▶ _Supplied records_

★ ★ ★ ★ ★ ★ ★

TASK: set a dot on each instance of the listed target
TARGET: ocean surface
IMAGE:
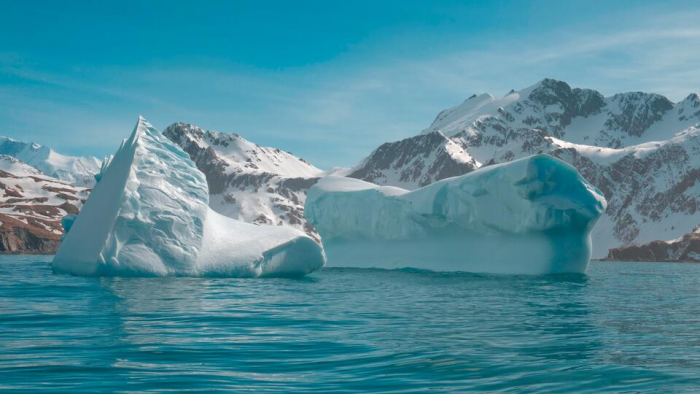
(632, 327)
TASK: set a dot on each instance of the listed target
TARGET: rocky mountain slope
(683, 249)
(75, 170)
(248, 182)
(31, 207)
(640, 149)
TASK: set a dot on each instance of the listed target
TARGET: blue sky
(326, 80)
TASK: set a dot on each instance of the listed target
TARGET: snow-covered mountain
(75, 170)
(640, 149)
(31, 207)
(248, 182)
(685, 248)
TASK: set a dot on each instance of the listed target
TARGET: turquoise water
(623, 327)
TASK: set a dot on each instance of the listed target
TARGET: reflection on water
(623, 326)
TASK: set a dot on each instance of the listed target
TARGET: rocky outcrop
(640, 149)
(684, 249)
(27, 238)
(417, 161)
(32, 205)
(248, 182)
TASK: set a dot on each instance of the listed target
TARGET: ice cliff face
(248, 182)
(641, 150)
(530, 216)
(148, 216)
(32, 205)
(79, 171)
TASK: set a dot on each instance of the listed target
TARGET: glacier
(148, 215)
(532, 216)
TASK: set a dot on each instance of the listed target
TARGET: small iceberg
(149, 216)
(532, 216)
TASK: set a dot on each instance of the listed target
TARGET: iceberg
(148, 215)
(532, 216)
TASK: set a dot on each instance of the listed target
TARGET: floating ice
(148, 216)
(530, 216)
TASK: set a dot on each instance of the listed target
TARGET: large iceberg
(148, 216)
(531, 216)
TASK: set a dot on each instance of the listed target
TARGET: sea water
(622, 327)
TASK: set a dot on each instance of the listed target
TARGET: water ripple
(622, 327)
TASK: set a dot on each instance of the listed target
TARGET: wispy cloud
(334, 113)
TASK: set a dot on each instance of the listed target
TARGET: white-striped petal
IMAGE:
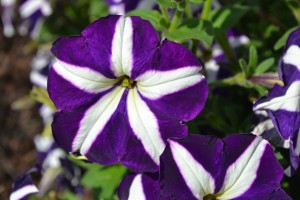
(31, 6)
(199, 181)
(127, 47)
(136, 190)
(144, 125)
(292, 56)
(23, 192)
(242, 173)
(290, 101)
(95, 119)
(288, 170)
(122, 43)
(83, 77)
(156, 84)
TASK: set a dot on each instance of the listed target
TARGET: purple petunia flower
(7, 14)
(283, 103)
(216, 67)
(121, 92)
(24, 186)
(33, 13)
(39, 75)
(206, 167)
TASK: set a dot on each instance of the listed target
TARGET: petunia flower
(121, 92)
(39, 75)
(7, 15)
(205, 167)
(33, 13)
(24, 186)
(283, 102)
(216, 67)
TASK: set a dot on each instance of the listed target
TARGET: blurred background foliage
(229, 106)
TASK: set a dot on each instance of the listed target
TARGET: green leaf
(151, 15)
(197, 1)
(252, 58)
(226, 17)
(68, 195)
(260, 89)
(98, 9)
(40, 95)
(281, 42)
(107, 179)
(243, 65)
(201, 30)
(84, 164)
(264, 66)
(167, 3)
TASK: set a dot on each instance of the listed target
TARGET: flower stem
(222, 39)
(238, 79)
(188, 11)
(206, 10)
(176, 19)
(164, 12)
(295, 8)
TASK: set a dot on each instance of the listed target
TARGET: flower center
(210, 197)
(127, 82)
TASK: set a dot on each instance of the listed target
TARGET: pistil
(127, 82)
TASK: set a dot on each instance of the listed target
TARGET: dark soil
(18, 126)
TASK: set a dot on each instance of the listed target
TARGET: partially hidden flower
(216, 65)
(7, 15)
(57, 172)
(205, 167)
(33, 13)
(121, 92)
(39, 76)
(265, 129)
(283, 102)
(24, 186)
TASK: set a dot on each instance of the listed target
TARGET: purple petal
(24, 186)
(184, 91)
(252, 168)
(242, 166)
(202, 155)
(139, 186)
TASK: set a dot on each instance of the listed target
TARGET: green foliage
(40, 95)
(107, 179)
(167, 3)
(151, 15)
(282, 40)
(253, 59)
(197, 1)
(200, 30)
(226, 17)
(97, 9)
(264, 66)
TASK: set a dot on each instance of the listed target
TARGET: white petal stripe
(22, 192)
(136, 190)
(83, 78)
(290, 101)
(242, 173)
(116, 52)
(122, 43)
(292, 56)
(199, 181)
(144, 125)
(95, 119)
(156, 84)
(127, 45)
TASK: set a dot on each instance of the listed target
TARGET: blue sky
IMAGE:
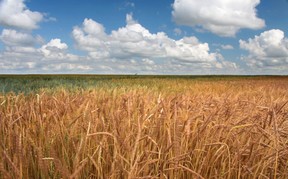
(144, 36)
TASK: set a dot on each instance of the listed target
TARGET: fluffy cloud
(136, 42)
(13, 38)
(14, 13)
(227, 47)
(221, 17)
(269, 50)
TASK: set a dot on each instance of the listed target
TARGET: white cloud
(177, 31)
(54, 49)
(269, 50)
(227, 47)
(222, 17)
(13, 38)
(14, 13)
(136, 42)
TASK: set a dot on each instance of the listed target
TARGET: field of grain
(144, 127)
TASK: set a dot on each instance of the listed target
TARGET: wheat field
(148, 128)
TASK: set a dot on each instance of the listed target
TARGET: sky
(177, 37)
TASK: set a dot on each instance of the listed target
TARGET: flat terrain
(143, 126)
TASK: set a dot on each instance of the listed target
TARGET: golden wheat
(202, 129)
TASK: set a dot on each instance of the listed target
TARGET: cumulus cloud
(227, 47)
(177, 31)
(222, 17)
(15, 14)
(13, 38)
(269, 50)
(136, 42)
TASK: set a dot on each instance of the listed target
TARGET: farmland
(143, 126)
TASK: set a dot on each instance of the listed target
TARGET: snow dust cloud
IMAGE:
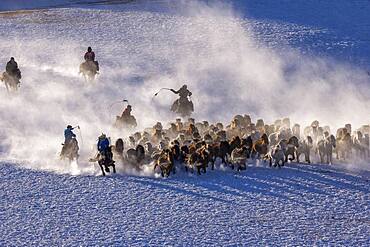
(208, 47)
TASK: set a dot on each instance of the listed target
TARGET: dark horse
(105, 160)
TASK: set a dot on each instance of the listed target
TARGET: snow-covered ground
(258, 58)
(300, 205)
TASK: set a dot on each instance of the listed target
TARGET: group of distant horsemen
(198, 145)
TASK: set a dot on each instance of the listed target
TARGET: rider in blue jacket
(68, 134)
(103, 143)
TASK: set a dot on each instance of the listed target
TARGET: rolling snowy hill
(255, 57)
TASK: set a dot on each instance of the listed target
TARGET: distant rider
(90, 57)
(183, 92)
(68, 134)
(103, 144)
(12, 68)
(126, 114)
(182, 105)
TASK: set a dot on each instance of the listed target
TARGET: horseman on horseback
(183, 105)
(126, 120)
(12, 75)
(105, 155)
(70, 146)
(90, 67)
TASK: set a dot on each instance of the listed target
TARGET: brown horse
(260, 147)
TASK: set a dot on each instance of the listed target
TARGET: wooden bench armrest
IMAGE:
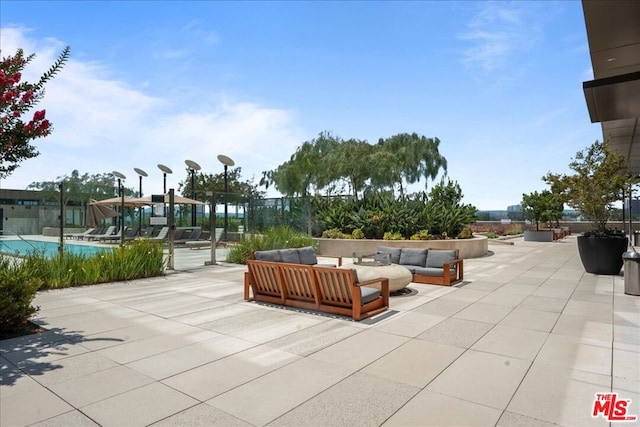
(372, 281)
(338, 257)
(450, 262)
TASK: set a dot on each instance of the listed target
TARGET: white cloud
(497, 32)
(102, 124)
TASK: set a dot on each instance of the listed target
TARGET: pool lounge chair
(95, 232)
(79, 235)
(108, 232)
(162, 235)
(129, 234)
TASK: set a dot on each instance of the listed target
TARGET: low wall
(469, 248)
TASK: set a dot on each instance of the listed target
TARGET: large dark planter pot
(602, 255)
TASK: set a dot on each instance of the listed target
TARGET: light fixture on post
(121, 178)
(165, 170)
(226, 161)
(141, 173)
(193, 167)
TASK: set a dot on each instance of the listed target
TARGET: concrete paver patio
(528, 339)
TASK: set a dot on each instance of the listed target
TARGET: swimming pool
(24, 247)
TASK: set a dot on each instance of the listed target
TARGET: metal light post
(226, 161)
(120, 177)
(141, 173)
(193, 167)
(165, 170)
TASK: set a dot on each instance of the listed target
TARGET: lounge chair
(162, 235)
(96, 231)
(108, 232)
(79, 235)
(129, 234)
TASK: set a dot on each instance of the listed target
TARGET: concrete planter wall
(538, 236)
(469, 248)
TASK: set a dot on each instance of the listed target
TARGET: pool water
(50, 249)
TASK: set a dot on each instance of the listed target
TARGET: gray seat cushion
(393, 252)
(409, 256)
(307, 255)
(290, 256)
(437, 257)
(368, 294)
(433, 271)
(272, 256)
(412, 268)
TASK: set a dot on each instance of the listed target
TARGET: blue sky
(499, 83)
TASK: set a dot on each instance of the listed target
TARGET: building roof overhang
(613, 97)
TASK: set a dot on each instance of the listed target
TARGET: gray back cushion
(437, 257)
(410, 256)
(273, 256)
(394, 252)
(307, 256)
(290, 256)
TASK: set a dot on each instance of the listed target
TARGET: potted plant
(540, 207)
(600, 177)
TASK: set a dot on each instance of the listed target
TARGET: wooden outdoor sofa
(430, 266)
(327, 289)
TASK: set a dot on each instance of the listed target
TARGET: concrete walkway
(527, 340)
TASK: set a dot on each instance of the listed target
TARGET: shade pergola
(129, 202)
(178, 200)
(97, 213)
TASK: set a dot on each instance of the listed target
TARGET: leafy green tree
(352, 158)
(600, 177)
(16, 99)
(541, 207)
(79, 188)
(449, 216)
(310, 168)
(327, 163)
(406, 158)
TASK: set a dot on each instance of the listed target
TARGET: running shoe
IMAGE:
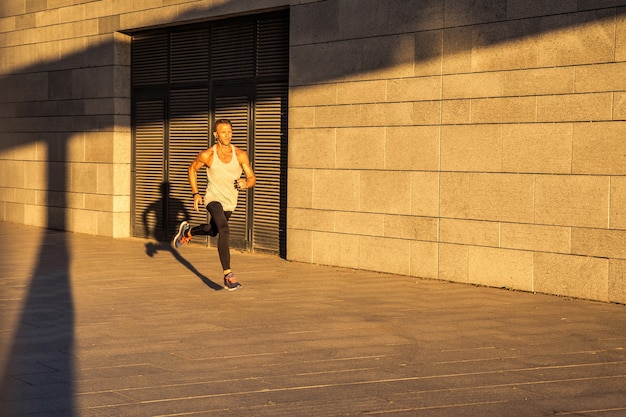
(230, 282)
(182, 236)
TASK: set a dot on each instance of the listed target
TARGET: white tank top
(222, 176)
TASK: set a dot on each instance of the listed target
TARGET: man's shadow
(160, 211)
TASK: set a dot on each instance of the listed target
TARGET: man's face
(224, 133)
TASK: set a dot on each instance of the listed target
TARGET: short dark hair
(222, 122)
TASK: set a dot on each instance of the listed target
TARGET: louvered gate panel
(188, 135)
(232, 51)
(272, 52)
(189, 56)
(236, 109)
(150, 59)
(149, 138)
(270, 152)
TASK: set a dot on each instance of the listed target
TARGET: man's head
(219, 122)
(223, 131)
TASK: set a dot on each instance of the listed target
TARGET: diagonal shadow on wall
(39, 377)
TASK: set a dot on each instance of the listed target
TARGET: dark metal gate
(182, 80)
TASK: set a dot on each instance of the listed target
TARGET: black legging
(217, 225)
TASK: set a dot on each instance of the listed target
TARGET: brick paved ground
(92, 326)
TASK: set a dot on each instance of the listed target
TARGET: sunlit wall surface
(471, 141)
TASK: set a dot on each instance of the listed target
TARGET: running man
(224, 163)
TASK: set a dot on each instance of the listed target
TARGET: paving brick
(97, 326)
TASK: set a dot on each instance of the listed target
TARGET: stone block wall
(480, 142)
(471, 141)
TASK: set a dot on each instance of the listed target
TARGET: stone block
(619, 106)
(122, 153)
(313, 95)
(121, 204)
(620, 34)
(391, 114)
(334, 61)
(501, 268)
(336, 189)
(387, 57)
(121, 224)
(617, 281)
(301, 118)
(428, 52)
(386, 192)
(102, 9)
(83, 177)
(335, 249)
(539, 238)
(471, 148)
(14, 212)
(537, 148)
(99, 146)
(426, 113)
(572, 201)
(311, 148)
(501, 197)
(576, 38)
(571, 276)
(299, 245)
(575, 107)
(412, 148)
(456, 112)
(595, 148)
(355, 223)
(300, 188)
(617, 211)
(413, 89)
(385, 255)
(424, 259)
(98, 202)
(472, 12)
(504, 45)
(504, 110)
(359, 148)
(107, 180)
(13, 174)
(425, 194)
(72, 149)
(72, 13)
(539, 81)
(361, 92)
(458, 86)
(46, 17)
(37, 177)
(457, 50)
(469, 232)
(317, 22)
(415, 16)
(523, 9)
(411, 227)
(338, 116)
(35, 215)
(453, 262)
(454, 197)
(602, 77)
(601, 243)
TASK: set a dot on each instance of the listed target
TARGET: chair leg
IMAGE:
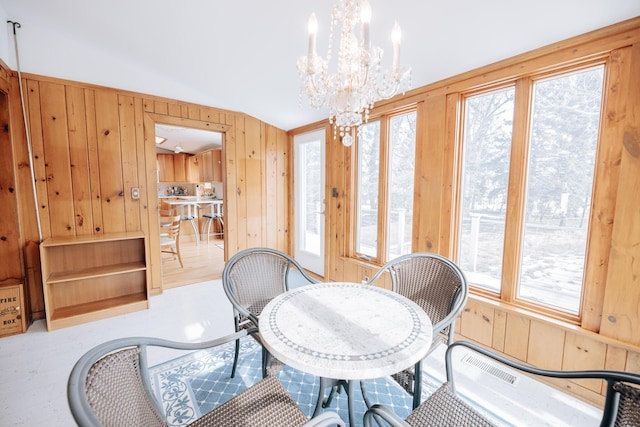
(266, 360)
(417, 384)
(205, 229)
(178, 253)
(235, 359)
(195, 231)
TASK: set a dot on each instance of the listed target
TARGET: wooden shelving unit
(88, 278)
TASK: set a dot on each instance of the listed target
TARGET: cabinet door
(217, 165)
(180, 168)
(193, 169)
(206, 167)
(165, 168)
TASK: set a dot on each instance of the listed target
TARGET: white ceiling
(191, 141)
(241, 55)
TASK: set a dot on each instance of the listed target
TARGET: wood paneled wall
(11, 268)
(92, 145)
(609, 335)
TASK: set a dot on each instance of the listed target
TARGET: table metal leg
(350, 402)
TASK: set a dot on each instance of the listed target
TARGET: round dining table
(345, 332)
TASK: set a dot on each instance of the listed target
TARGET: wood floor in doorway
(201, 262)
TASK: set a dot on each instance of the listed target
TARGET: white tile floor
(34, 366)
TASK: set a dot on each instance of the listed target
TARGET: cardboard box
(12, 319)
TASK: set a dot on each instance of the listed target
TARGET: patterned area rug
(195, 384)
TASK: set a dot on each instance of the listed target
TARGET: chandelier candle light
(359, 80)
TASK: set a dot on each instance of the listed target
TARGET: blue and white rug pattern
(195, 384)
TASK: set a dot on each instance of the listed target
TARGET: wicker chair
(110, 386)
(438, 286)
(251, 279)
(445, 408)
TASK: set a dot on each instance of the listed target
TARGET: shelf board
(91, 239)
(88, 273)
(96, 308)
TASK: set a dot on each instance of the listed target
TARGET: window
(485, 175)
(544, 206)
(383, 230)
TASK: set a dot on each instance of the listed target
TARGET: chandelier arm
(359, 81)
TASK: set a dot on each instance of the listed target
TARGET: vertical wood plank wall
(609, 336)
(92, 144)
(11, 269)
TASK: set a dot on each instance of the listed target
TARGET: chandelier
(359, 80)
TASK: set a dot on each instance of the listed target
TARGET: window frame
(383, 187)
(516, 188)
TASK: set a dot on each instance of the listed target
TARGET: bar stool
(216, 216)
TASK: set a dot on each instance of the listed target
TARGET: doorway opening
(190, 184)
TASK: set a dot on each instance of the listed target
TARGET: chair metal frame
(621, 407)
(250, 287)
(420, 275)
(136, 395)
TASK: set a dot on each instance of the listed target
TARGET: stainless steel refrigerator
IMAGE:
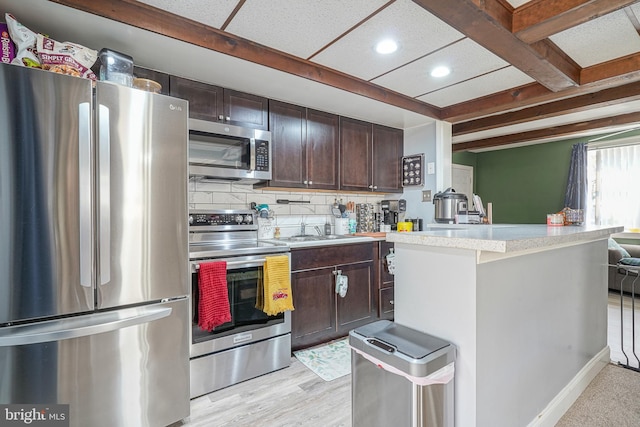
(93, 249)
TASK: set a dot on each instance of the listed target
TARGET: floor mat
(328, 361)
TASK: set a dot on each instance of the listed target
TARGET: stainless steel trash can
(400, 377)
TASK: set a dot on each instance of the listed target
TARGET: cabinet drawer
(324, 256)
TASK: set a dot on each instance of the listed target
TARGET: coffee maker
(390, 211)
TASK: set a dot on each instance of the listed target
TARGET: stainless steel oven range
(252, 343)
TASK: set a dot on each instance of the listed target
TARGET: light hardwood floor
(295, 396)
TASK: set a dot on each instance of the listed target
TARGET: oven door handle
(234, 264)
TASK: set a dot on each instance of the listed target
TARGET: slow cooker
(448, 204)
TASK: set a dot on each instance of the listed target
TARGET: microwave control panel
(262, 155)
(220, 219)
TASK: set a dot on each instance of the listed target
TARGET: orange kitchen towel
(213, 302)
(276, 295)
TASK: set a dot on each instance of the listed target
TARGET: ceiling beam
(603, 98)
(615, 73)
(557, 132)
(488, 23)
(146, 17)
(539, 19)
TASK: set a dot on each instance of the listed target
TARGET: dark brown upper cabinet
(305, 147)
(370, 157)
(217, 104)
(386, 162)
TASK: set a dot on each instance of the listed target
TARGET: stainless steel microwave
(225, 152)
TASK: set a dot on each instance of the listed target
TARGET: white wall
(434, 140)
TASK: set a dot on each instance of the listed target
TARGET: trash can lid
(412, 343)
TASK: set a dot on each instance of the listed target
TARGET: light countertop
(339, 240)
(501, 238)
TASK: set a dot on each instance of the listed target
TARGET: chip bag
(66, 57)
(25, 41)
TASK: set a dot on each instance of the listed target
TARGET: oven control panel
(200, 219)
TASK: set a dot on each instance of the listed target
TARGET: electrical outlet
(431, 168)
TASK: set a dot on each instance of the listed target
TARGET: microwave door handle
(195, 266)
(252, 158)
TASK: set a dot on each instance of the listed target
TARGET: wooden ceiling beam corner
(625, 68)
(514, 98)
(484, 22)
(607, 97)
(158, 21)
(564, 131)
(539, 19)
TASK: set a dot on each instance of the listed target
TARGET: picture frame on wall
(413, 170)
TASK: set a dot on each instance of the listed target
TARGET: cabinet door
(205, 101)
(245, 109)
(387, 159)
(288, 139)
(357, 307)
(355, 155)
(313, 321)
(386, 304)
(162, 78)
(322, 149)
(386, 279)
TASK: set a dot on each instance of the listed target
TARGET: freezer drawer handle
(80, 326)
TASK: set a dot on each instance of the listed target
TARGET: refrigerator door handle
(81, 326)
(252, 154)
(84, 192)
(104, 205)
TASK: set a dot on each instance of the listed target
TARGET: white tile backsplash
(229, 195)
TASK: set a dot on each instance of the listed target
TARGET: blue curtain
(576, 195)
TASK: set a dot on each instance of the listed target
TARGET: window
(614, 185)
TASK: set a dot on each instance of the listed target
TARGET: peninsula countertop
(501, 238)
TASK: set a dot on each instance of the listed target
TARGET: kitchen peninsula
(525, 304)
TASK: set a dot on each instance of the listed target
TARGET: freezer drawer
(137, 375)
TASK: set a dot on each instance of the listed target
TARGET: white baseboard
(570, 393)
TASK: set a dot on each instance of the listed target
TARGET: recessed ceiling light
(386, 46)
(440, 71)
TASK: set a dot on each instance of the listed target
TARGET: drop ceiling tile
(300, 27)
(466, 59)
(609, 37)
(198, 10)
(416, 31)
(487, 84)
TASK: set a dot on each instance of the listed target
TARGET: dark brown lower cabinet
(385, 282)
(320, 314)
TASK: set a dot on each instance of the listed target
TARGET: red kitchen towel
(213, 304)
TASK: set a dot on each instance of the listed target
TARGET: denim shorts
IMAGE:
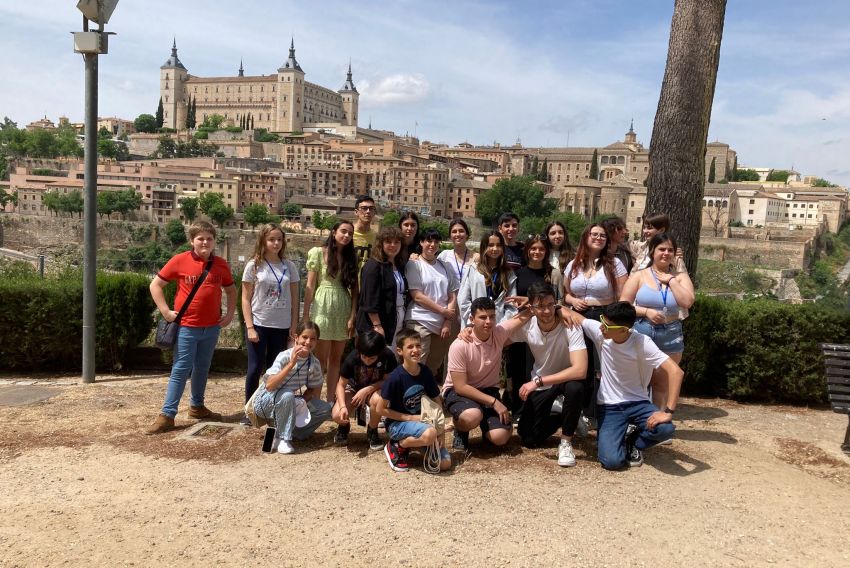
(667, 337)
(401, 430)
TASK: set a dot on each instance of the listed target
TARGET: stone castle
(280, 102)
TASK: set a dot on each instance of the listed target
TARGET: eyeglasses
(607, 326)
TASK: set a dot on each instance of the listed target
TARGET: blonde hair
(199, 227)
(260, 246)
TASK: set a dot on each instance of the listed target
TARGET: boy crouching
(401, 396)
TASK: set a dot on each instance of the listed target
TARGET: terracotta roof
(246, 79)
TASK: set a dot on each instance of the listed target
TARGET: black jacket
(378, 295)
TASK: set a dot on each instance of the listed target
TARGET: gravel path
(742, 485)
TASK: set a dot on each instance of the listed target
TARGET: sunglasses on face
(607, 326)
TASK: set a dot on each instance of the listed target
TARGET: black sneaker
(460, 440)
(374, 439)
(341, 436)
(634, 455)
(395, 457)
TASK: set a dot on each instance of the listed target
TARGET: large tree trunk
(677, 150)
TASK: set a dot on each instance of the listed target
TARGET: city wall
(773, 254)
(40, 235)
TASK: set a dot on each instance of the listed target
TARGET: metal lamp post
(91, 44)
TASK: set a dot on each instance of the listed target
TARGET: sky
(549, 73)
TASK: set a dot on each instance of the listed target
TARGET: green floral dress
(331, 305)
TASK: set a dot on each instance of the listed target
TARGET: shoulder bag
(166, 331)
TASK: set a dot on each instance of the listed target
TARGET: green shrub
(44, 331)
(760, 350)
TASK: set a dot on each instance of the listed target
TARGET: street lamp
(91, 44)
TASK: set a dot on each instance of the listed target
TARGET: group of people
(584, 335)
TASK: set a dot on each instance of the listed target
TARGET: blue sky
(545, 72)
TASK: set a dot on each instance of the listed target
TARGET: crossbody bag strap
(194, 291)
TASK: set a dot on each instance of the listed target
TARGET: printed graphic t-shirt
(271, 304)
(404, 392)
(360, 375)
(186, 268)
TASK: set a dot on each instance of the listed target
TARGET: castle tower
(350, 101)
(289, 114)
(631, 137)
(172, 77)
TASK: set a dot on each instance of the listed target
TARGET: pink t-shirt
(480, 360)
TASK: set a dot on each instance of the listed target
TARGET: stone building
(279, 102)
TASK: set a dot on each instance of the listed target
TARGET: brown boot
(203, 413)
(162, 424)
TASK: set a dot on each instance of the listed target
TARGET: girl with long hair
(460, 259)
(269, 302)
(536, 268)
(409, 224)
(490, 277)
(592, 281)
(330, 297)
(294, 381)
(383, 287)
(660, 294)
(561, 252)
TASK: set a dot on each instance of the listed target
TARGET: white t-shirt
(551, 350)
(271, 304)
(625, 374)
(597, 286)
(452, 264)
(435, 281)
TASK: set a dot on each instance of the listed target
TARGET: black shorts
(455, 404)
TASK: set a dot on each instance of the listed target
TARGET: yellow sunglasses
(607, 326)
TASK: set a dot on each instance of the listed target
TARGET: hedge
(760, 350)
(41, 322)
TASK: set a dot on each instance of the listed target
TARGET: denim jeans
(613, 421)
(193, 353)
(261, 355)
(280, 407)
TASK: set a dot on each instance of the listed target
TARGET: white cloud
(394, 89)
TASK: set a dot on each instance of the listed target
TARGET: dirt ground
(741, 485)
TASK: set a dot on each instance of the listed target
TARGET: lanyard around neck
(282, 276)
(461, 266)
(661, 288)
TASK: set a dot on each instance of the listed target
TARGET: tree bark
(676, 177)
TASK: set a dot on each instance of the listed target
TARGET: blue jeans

★ ★ ★ ★ ★ ★ ★

▶ _Task description_
Exactly the lines from the one containing "TARGET: black shorts" through the last line of the material above are to be returned, with nothing else.

▶ _Task output_
TARGET: black shorts
(455, 404)
TASK: set a dot on each instance of the listed target
TARGET: yellow sunglasses
(607, 326)
TASK: set a dot on each instance of the listed target
TARGET: hedge
(760, 350)
(41, 322)
TASK: set a dot on each instance of the listed target
TARGET: denim jeans
(613, 421)
(193, 353)
(261, 355)
(280, 407)
TASK: set a dot on each instance of the listed target
TARGET: white cloud
(394, 89)
TASK: set a dot on each instance of the listed target
TARGET: dirt ground
(741, 485)
TASK: set a dot on each instance of the listed target
TARGET: lanyard around neck
(282, 276)
(461, 266)
(661, 288)
TASK: set a dot on each instance of the listed target
TARGET: tree bark
(676, 177)
TASK: set a dot on each instance of the listed target
TARGET: blue jeans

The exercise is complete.